● **OBJECTIVE**
Format every line of the listing below as a numbered list, omitting blank lines and leaving the pictures out.

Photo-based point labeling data
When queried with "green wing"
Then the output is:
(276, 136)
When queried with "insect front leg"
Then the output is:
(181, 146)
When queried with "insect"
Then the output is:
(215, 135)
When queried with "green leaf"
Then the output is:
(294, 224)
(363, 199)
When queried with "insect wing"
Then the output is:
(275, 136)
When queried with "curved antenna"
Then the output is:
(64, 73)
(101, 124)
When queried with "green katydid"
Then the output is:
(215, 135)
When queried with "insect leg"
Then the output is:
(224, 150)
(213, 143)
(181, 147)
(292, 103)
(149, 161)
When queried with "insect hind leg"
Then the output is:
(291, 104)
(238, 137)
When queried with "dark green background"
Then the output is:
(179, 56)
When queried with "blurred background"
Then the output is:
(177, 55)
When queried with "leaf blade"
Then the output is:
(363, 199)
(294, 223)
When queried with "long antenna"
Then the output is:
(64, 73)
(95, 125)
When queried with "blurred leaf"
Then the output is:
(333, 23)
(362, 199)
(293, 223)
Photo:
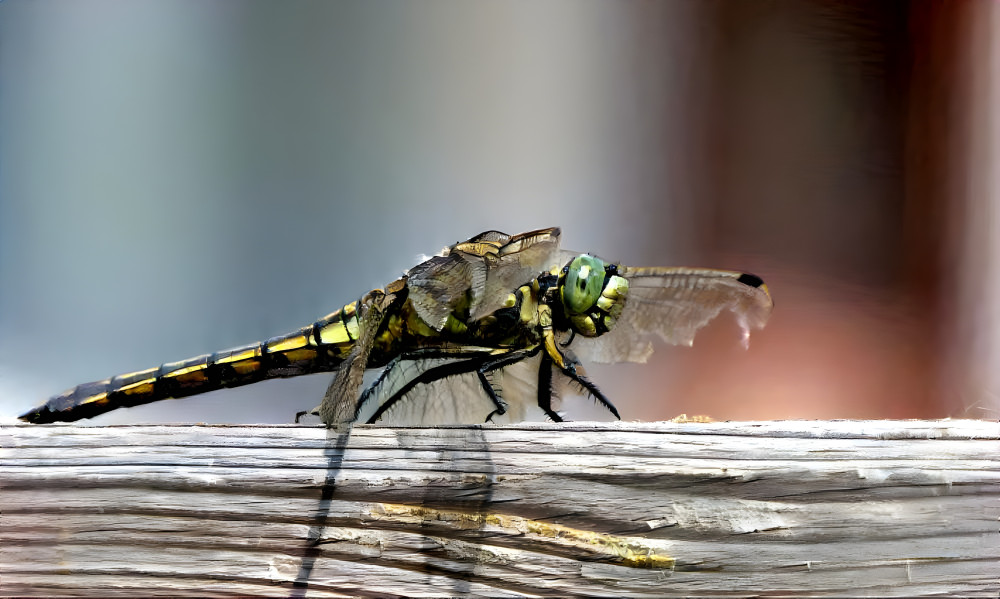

● **CORRECT OUTPUT**
1. When queried with "green wing"
2. Then the output is:
3. (276, 136)
4. When queried with "insect front leg"
5. Then the output is:
6. (181, 146)
7. When queried with "insect"
8. Then the output is:
9. (215, 135)
10. When queried with "green leaf"
11. Then the output is:
12. (294, 224)
13. (363, 199)
14. When queried with "insect wing"
15. Then the output is:
16. (275, 136)
17. When queried with "curved antenna"
18. Then the output is:
19. (64, 73)
20. (101, 124)
21. When queried with "green katydid"
22. Then the output is:
23. (215, 135)
24. When queried with "insect leg"
25. Then the output is:
26. (224, 150)
27. (213, 143)
28. (181, 147)
29. (292, 103)
30. (149, 161)
31. When queried with "insect hind leg"
32. Then the output is:
33. (291, 104)
34. (238, 137)
35. When queried with "dark green background"
36. Then the output is:
37. (179, 56)
38. When queried with "blurred background"
39. Then the output is:
40. (177, 55)
41. When queried with "leaf blade"
42. Then the output is:
43. (363, 199)
44. (294, 223)
45. When queried with "long antenna"
46. Then the output is:
47. (64, 73)
48. (95, 125)
49. When queried with "blurred leaf"
50. Then the output is:
51. (333, 23)
52. (362, 199)
53. (293, 223)
54. Photo:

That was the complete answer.